> Estratto della pagina:
<<<<
Un pochetto di equità, un pochetto di rilancio. Monti ha cercato di usare i margini di manovra di cui disponeva, che sono modesti. All’origine c’è un duplice movente politico: mostrare che non è cieca l’austerità a cui dobbiamo sottoporci, raccogliere indignazione contro gli sprechi proseguendo la revisione della spesa pubblica.
Le misure scelte una loro logica economica ce l’hanno.
E’ falso che si tratti di una «nuova manovra depressiva» perché le grandi cifre dei conti pubblici restano le stesse; mutano gli addendi nel tentativo di migliorare il risultato. E’ vero invece che occorre domandarsi – come stimola a fare l’ultimo rapporto del Fondo monetario internazionale – se in questa crisi tutti i governi non stiano eccedendo nelle medicine amare. Purtroppo non è un problema che l’Italia possa affrontare da sola.
Grazie ai tagli alle spese che appaiono possibili, il nuovo rialzo dell’Iva l’anno prossimo – già previsto da leggi in vigore – avrebbe potuto essere evitato. Il governo ha scelto invece di aumentare l’Iva di un punto sgravando nel contempo l’Irpef. Si intende segnalare che qualche imposta può anche muoversi al ribasso, pur se in misura minima. Di certo calando l’Irpef si allevia la tensione tra imprese e sindacati sul costo del lavoro.
L’aumento dell’Iva al 22% non sarà ovviamente gradito; pur se è bizzarro che protesti chi l’aveva alzata al 21%. Tuttavia occorre tenere conto che un’Iva più alta in una certa misura favorisce le esportazioni, sulle quali non grava. Insomma al punto di vista delle famiglie i conti sono grosso modo in pari – un po’ più di denaro in busta paga, prezzi un poco più alti – mentre dal punto di vista del sistema produttivo il risultato potrebbe essere benefico.
>>>>
> Dati delle maschere di segmentazione:
<<<<
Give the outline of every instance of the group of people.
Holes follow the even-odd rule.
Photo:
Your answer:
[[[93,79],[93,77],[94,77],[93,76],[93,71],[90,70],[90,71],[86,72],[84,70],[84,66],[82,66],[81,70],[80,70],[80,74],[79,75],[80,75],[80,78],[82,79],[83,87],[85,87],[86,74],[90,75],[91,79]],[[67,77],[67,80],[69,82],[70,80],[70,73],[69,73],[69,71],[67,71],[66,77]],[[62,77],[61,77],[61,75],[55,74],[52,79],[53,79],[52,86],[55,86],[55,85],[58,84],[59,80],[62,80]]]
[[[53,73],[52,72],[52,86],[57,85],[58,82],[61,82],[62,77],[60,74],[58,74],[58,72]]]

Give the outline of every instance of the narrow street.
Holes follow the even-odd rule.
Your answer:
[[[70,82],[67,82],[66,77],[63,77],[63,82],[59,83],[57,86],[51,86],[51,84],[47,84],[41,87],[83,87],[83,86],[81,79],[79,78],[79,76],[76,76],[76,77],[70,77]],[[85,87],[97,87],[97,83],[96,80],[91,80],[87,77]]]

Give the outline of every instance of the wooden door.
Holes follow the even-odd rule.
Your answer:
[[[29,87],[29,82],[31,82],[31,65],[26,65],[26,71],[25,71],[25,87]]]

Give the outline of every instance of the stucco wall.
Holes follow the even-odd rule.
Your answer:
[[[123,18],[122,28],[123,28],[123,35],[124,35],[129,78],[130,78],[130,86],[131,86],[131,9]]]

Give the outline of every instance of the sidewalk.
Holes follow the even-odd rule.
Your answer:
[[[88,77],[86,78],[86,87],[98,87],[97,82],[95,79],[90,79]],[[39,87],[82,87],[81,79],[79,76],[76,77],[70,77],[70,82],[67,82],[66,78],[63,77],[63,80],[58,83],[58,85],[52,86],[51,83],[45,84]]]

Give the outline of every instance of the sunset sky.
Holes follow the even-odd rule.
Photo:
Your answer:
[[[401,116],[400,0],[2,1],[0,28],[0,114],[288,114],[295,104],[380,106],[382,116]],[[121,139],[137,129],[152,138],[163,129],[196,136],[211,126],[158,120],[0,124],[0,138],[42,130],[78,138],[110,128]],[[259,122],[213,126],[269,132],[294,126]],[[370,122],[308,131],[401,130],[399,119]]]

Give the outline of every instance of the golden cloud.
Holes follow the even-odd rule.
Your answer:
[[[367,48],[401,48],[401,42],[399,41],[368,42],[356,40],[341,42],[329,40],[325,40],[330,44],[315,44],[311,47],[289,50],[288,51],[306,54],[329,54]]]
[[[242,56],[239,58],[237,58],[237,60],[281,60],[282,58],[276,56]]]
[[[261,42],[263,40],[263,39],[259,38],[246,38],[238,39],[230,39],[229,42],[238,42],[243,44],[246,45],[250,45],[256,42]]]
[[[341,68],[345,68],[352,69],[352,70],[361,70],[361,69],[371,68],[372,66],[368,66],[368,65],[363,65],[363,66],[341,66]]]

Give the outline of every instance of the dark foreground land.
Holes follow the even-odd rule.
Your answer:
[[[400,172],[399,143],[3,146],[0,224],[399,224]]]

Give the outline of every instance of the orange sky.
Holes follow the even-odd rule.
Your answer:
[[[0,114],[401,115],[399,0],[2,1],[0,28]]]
>>>>
<<<<
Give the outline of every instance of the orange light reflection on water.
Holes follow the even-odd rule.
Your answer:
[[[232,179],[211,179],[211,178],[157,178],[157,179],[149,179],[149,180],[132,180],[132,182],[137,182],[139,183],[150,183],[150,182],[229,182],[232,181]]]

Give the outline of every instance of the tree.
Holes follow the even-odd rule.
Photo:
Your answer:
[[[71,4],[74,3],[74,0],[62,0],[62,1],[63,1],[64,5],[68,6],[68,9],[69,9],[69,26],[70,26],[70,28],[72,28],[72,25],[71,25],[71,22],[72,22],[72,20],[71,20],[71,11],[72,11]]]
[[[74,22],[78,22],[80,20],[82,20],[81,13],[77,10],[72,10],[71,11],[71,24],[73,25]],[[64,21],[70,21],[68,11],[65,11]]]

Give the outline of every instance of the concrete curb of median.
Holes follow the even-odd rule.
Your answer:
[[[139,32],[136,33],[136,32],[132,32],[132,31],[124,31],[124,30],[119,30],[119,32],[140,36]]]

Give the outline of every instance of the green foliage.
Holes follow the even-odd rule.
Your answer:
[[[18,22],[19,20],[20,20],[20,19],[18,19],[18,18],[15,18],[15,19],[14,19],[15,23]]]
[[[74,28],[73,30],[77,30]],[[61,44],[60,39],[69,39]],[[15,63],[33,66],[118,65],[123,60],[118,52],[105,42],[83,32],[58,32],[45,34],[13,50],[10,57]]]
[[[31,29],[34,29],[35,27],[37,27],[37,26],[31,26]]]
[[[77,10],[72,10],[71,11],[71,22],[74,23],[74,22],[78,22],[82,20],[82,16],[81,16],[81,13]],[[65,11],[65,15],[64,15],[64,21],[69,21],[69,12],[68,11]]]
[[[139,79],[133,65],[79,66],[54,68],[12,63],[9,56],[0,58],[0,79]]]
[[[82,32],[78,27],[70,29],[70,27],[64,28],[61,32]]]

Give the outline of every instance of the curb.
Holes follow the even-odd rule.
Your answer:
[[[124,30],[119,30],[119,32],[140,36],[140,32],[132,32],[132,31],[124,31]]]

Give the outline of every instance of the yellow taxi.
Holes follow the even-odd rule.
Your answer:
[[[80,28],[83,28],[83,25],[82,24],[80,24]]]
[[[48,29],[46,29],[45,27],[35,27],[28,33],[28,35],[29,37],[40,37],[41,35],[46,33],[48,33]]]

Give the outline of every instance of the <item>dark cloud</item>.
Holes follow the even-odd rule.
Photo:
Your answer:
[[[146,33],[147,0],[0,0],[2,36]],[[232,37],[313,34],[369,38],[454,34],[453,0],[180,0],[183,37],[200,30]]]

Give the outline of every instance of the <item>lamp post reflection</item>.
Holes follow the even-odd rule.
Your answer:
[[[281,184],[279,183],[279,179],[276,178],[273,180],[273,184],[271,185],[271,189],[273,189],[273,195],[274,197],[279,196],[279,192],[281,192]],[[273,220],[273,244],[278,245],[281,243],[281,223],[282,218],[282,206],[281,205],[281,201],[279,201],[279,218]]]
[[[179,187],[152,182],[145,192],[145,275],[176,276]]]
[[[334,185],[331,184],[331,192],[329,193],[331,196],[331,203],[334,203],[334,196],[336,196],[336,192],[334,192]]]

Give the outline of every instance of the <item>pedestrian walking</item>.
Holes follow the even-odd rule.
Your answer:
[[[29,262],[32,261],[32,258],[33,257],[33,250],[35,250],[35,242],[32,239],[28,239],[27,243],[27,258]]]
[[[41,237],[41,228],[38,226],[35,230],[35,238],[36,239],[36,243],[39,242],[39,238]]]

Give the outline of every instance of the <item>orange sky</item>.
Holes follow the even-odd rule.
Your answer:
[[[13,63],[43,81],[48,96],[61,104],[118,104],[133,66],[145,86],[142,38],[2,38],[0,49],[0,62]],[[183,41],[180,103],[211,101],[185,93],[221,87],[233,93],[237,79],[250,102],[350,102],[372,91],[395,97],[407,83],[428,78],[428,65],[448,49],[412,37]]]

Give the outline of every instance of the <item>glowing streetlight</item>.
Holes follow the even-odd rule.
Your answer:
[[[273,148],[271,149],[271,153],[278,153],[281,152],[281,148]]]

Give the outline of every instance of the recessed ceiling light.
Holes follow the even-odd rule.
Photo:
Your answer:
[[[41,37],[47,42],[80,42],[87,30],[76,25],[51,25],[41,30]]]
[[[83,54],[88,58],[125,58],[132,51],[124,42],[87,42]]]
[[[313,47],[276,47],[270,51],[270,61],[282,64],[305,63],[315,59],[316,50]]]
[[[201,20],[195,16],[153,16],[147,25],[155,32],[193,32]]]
>>>>
> Lavoro da svolgere:
Prosegui, per favore, il testo sulle misure fiscali del governo Monti dopo la sua ultima frase. I record non hanno alcun legame con il testo.

> Risposta al compito:
Inoltre c’è un aspetto di equità. Si ridisegna l’Irpef rendendola più progressiva, meno pesante per lavoratori e pensionati a basso reddito. Compare da subito l’imposta sulle transazioni finanziarie, ovvero quella «Tobin tax» da quindici anni cavallo di battaglia della sinistra; altre misure colpiscono banche e assicurazioni.
Certo alleggerire l’Irpef non dà nulla agli «incapienti», ovvero quei cittadini troppo poveri per pagare imposta sul reddito. Ma non pare bello che si ricordi di loro adesso chi finora cercava soprattutto di ripristinare la pensione a 57-58 anni. Oppure, si poteva far di più con i proventi della lotta all’evasione fiscale? No: stando ai dati, le meritorie iniziative del governo Monti (a cominciare da Cortina d’Ampezzo) sono solo riuscite ad evitare che nella crisi l’evasione crescesse ancora, reazione spontanea di un Paese negli anni precedenti abituato all’impunità.
Nello stesso tempo, è vero che l’accelerato risanamento dei conti pubblici continua a provocare effetti recessivi profondi; assai più profondi di quanto le dottrine economiche in voga prevedessero, ci dice ora il Fmi. Ma è un circolo vizioso mondiale: un sistema finanziario instabile prende a bersaglio gli Stati indebitati specie se li vede guidati da governi poco credibili; l’austerità che ne consegue diminuisce la fiducia dei cittadini nei loro governi e rende i Paesi ancora più instabili.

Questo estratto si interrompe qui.